## Exercise description
The output must be the data, printed exactly as written.

*** Data section Section Begins ***

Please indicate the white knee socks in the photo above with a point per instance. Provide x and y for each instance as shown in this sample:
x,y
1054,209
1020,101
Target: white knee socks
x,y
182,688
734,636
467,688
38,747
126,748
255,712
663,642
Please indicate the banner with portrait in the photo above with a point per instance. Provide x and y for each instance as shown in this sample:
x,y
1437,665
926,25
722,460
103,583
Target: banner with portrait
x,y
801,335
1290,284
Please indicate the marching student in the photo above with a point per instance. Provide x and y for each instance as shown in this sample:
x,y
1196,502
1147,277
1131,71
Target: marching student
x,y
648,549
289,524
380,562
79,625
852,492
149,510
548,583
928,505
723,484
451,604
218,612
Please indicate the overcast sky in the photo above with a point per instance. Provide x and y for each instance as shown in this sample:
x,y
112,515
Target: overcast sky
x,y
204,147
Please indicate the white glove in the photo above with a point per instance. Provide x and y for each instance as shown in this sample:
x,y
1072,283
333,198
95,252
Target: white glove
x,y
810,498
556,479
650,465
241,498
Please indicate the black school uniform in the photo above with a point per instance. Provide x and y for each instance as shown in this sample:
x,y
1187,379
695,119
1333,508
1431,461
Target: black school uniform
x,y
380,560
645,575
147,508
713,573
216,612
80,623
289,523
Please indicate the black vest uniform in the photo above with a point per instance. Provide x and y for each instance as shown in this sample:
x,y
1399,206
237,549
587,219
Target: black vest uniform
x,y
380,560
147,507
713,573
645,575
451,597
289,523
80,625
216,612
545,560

*** Data section Section Ends ***

## Answer area
Please indicate the white knee socks in the photo above with a point per instance. Provide x and y for each instance as shown in this sample:
x,y
1054,209
1020,101
Target: white knee socks
x,y
182,688
734,636
467,688
38,747
126,748
255,712
663,642
Please indicate the banner with portrait in the photo above with a point per instance. Provide x and y for each instance as shown in this sample:
x,y
1437,665
926,25
722,460
103,583
Target: banner with portrait
x,y
801,335
1290,284
Please indicate the marching student in the photo above with a point per instance. Provide x and y for each instance as shown in this sample:
x,y
1196,502
1147,277
1131,71
Target: marching student
x,y
648,549
289,524
380,562
79,625
852,492
149,510
548,583
928,505
723,484
451,604
218,612
Please indicate the overcast sky in the photo above with a point per instance. Provide x and y for each instance as shown in this sample:
x,y
112,515
Target: overcast sky
x,y
204,147
Please indicate the white glove in the photo above with a point per instance. Provide x and y for each instance as shown in this sample:
x,y
1072,283
333,198
95,252
Target: white glove
x,y
810,498
556,479
650,465
241,498
Please indicate the black school uniform in the photo above with a point per instance. Provide x and y for each instance as shown in this sample:
x,y
1187,379
695,119
1333,508
1431,461
Target: black school uniform
x,y
380,560
645,575
147,508
713,573
216,612
80,623
289,523
Please indicate the black vest uniform in the photo above with a point per instance. Provide x and y for each instance as shown in this sample:
x,y
1399,206
237,549
587,219
Target: black vest uniform
x,y
380,560
147,507
713,573
645,575
451,597
289,523
80,625
216,612
545,560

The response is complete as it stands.